━━━━━ Extracted material
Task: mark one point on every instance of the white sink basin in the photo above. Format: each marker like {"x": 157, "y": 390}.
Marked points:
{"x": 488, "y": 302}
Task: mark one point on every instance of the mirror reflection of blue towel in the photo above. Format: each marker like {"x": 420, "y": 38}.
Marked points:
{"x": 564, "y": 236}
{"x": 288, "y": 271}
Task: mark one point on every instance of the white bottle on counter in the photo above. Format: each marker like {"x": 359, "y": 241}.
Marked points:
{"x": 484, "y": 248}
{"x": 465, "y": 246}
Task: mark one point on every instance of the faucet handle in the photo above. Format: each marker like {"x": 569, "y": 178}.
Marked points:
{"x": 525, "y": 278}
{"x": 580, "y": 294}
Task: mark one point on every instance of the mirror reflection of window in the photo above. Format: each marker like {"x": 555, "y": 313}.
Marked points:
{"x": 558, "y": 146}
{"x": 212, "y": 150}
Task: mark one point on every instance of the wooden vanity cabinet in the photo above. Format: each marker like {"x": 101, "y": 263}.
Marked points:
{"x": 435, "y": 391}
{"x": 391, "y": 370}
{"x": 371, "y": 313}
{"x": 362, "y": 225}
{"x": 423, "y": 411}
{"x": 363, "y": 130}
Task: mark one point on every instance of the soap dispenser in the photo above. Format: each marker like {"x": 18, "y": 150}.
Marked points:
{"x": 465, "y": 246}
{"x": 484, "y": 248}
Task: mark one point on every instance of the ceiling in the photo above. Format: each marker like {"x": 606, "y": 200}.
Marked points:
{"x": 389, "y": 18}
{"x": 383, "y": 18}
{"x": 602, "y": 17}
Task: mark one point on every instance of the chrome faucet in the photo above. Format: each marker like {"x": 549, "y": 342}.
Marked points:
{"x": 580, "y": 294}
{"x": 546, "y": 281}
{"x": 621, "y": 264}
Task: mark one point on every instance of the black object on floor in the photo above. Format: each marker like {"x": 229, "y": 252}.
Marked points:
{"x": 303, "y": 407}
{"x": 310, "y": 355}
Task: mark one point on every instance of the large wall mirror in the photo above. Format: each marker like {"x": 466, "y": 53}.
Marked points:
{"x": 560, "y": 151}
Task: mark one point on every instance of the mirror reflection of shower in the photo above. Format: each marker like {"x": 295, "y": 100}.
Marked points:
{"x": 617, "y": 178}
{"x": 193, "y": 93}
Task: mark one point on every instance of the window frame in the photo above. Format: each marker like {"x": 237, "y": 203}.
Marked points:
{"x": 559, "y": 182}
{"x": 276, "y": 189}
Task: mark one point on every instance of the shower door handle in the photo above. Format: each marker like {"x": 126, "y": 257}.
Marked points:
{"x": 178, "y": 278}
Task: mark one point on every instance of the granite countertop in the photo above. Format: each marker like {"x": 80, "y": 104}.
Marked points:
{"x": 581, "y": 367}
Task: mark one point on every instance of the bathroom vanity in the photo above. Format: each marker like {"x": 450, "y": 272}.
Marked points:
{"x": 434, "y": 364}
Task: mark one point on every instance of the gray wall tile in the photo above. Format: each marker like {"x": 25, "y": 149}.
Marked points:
━━━━━━━━━━
Once you have read the entries above, copy them out exactly as they were given.

Task: mark one point on every instance of the white sink basin in the photo above. Format: each marker like {"x": 157, "y": 390}.
Marked points:
{"x": 488, "y": 302}
Task: mark one point on every instance of the mirror reflection of blue towel in the photo above. Format: each marker like {"x": 420, "y": 38}.
Marked points:
{"x": 564, "y": 236}
{"x": 288, "y": 271}
Task: mark one point on every instance of the white bottle on counter in the photo above. Format: each marker like {"x": 359, "y": 241}.
Marked points:
{"x": 484, "y": 248}
{"x": 465, "y": 246}
Task: mark one point on every instance of the faucet handle in the photo above. Format: each marker like {"x": 569, "y": 178}.
Marked points:
{"x": 525, "y": 278}
{"x": 580, "y": 294}
Task: mark one point on every instance of the mirror reflection of window in the photo above. Format: each marker like {"x": 555, "y": 313}.
Marked points:
{"x": 558, "y": 146}
{"x": 212, "y": 150}
Task: mark one point on every instance of the wooden vanity cabinet in the photo above. Format: each marker like {"x": 101, "y": 263}.
Marked points:
{"x": 435, "y": 391}
{"x": 391, "y": 370}
{"x": 371, "y": 313}
{"x": 362, "y": 225}
{"x": 423, "y": 411}
{"x": 363, "y": 130}
Task: mark one point on every instance of the soap dispenser in the photo above. Format: each marker like {"x": 18, "y": 150}.
Marked points:
{"x": 465, "y": 246}
{"x": 484, "y": 248}
Task: mark one point on every instance of the ceiling in the photo above. Format: each marker like {"x": 606, "y": 200}.
Marked points:
{"x": 389, "y": 18}
{"x": 383, "y": 18}
{"x": 602, "y": 17}
Task: mark one point on every instance of the chrome faucet in the photo above. Format: each marker like {"x": 549, "y": 342}.
Marked points:
{"x": 580, "y": 294}
{"x": 546, "y": 281}
{"x": 621, "y": 264}
Task: mark one point on every instance of the black object on floor in the photo above. Format: each marker like {"x": 229, "y": 252}.
Marked points:
{"x": 303, "y": 407}
{"x": 310, "y": 355}
Task: mark one point on every instance of the large wall mirror in the photo above. Format: each marker like {"x": 466, "y": 53}.
Marked points:
{"x": 560, "y": 151}
Task: mark one point on every instance of the mirror reflection of shower in the photo above. Format: each marker like {"x": 295, "y": 100}.
Marked points:
{"x": 617, "y": 178}
{"x": 193, "y": 93}
Task: mark one point on every instance of the window frame in the photo above. Format: each marker like {"x": 237, "y": 203}.
Marked points:
{"x": 559, "y": 182}
{"x": 276, "y": 189}
Task: mark one point on every instance of the shower door handle in the photo above. Format: each marker like {"x": 126, "y": 257}.
Marked points:
{"x": 178, "y": 278}
Task: mark one point on every instance of the granite countertop in the photo above. Format: each marker like {"x": 80, "y": 104}.
Marked points:
{"x": 581, "y": 367}
Task: mark one point on every instance of the bathroom vanity in the photo above. Format: each marker like {"x": 450, "y": 272}.
Marked points:
{"x": 434, "y": 364}
Task: mark one point on every instance of the gray wall tile in the photo above. Format: each marker like {"x": 25, "y": 149}.
Marked points:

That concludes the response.